## WHAT IS BEING ASKED
Resume the forum thread below about the custom guitar build, carrying it on from its last post.

## TEXT PASSAGE

######

Well final colours and coats are happening soon. And hopefully during the irritatingly long waiting period whilst the coats settle I'll be at Beach break! Returning to a lovely axe!


----------



## jbcrazy

That picture of them side by side... that is just stunning work.

On a Side Note: Is Dylan really a fan of the Los Angeles/Oakland Raiders?


----------



## jsousa

need money.


----------



## technomancer

Roo said:


> Well final colours and coats are happening soon. And hopefully during the irritatingly long waiting period whilst the coats settle I'll be at Beach break! Returning to a lovely axe!



Beach vacation coming home to a kick ass new guitar? Can't hate that


----------



## White Cluster

jbcrazy said:


> That picture of them side by side... that is just stunning work.
> 
> On a Side Note: Is Dylan really a fan of the Los Angeles/Oakland Raiders?



Agreed on the gits.They're beautiful.

I was also thinking the same thing about the Raiders.They moved back to Oakland in 1995..That tank top is fucking vintage


----------



## eegor

Roo said:


> Anyway yeah, with the Piezos going in there why exactly would i need the Qs for the piezo like harmonic richness?


From my experience, Q-Tuners and piezos are not interchangeable. Mine don't sound similar at all to a piezo and I would never change them out for other pickups + a piezo. The sounds are really different.



Roo said:


> No more Q tuners means coil tapping can be done! So no more phase-out switch. But coil tappery.


 
Also, the Q-Tuners in my guitar are coil-tapped. They sound amazing.

Now that that's over with, I must say that your guitar is turning out to be stunning. That thumb groove on the heel is purely genius! I would've never thought of that. You really are lucky, my friend.


----------



## Roo

@eegor:

Don't tempt me back in! Its mildly heartbreaking to see them go!


----------



## TimSE

Dude i cant get over how awesome that inlay is! we totally need to meet up and have a jam sometime when its done. il bring my Bullet and meet with alex and make sick sick music!


----------



## technomancer

And here I was expecting more pics


----------



## Roo

YES TIM YES! JAMS FOR ALL!...also Tea

Pics are rather delayed, he's just finished bursting Adam's Mine will be happening shortly. and then...pics akimbo!

######

## RECORDED DATA
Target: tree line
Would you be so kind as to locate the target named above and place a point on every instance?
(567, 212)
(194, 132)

######

## TASK ANSWER
----------



## Roo

And now for some pictorial updates yo.



























As you can see plainly here, this is awesome


----------



## PeteyG

Looking mightily tasty and hot all at the same time, similar to some 750 scoville unit hot chili sauce that was shared on a boat.


----------



## -Nolly-

YES MATE


----------



## maliciousteve

At first I thought that finish didn't look like anything special. But these new pictures look amazing.


----------



## Roo

It does look great, problem is it looks so great that the two week curing process for the clearcoat is going to be agonizing, so three weeks from now and hopefully it'll be something like ready. Certainly ready for its first gig in Nottingham with Oceanus.


----------



## jsousa

yessssss

god, i hate the economy.


----------



## Customisbetter

Why is Dylan wearing a Raiders shirt? 

Also that top is AMAZING


----------



## technomancer

Looks fantastic 



maliciousteve said:


> At first I thought that finish didn't look like anything special. But these new pictures look amazing.



The initial dye/stain coats on figured wood never look like anything special 

PS - damn you guys for giving me quilt GAS


----------



## jsousa

Customisbetter said:


> Why is Dylan wearing a Raiders shirt?
> 
> Also that top is AMAZING


Raiders are cool


----------



## Xaios

While I think that looks way cool, I think it would look even better if the quilted maple had been whitewashed somehow. Then it would be flipping amazing.


----------



## daemonessaxes

I wear a raiders shirt because Jeff Hostetler has the sickest yardage ever.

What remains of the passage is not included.